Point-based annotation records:
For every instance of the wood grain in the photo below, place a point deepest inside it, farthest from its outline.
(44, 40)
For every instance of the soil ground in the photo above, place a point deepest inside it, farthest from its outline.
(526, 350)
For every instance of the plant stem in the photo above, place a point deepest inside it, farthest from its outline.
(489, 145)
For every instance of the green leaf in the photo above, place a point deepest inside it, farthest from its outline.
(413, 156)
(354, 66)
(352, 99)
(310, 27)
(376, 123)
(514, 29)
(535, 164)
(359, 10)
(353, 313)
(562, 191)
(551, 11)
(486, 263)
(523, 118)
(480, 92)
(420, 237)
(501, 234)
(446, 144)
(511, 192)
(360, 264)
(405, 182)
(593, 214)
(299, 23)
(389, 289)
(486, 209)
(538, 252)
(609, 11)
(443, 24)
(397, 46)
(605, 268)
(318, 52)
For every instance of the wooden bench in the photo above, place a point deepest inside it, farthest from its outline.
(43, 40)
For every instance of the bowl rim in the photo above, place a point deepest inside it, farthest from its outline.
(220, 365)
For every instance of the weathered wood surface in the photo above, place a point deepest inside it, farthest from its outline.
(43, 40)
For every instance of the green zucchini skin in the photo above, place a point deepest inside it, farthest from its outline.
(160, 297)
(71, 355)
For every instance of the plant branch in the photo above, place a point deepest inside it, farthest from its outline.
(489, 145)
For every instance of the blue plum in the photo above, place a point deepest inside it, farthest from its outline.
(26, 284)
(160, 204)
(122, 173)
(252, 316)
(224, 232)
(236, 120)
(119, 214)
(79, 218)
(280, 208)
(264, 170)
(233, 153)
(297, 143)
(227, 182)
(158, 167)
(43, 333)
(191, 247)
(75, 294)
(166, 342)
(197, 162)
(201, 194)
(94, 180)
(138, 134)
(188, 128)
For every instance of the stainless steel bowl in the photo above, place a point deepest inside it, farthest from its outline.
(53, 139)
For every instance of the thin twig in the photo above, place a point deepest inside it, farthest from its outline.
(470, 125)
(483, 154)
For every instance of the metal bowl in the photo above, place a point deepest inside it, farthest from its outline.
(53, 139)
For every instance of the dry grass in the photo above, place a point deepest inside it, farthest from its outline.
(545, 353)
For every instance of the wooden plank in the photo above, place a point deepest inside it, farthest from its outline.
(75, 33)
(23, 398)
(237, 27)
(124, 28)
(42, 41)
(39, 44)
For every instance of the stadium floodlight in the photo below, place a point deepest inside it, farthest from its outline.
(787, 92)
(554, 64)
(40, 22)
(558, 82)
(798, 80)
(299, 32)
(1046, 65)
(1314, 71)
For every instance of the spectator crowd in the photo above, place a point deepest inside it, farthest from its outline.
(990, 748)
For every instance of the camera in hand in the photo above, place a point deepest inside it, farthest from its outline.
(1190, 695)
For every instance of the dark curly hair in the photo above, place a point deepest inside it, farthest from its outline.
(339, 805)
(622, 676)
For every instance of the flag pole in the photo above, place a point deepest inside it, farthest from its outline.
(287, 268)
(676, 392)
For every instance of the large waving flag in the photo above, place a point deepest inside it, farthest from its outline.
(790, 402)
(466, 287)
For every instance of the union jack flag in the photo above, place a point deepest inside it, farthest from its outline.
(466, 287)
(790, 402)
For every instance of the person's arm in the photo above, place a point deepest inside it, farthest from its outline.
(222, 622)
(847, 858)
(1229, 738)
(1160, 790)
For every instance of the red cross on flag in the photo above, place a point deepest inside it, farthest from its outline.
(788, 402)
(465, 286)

### The problem
Copy out every one of the records above word for word.

### Reply to the exercise
For every instance of the wood grain in the photo below, place a point deepest inside it, farthest from its outline.
(44, 40)
For every instance of the soil ground in the photo above, place a point deepest inside it, farthest from its outline.
(526, 350)
For every instance of the plant stem in the photo above, place a point deepest inside it, farthest from its outline.
(489, 145)
For every instance of the green leaf in the photo above, place a point deepest inside it, farthest from its outline.
(413, 156)
(354, 66)
(352, 99)
(310, 27)
(376, 123)
(514, 29)
(535, 164)
(359, 10)
(353, 313)
(562, 191)
(551, 11)
(486, 263)
(523, 118)
(480, 92)
(420, 237)
(501, 234)
(446, 144)
(511, 192)
(360, 264)
(405, 182)
(593, 214)
(299, 23)
(389, 289)
(486, 209)
(538, 252)
(609, 11)
(443, 24)
(397, 46)
(605, 268)
(318, 52)
For every instance of the wooden bench in the photo above, place a point deepest inside it, farthest from its outline.
(43, 40)
For every instance of the bowl rim in the photo above, place a point deepest inside it, farthest from its outline.
(220, 365)
For every instance of the weathered wood surface in the photo above, place a point deepest inside it, farthest from its outline.
(43, 40)
For every instance of the green zucchini skin in the photo above, place a point deepest inside it, farthest from its outline.
(160, 297)
(71, 355)
For every instance of the plant branch in the photo above, place a point deepest inside it, farthest from its outline.
(489, 145)
For every instance of the blue plum in the photo above, place a point deepest inside it, farthest from its outline.
(26, 284)
(160, 204)
(122, 173)
(252, 316)
(224, 232)
(236, 120)
(119, 214)
(79, 218)
(280, 208)
(264, 170)
(233, 153)
(297, 143)
(227, 182)
(158, 167)
(43, 333)
(191, 247)
(75, 294)
(166, 342)
(197, 162)
(201, 194)
(94, 180)
(138, 134)
(188, 128)
For every instance of the stainless steel bowl in the photo above, place a point deepest inside it, farthest from its outline.
(53, 139)
For every instance of the thin twig in the photo above, place a point deepest inside it, farthest from its outline.
(470, 125)
(483, 154)
For every instance of the metal bowl in the photo above, place a point deepest inside it, farthest from its outline.
(53, 139)
For every instance of the dry grass in the photo above, place a point deepest inside it, farthest from its outline.
(545, 353)
For every instance of the wooden plank in the photo above, place a point deepest inside it, farthest from its outline.
(75, 33)
(23, 398)
(237, 27)
(124, 28)
(42, 41)
(39, 44)
For every instance of the stadium floodlight in the photo below, place a point deepest inside it, farthest from its outline.
(787, 92)
(554, 64)
(40, 22)
(558, 82)
(798, 80)
(299, 32)
(1046, 65)
(1314, 71)
For every instance of the spectator crowd in the photo above, place a point deepest inside it, farthest from its outline.
(990, 748)
For every instance of the camera in hand in the photo above, place a point deepest inside it, farthest from its outline.
(1190, 695)
For every instance of the dark curly hair in the photo above, place a point deepest inside it, farthest from its outline.
(339, 805)
(622, 676)
For every instance of the flag pole in the photo above, place a point deepest inside it, farthest from its outline.
(287, 268)
(676, 392)
For every instance of the large waving flag in the photo above, place a point deepest inside it, farthest from its outline.
(790, 402)
(466, 287)
For every instance of the union jack flag in the photo above, place a point deepest inside it, farthest from its outline.
(466, 287)
(790, 402)
For every instance of the person's arm in the photo above, place a point deepest inside it, farthest from its outline.
(222, 622)
(847, 858)
(1229, 738)
(1160, 790)
For every instance of the red cross on flag in the photo above, place a point deepest inside it, farthest from its outline.
(788, 402)
(465, 286)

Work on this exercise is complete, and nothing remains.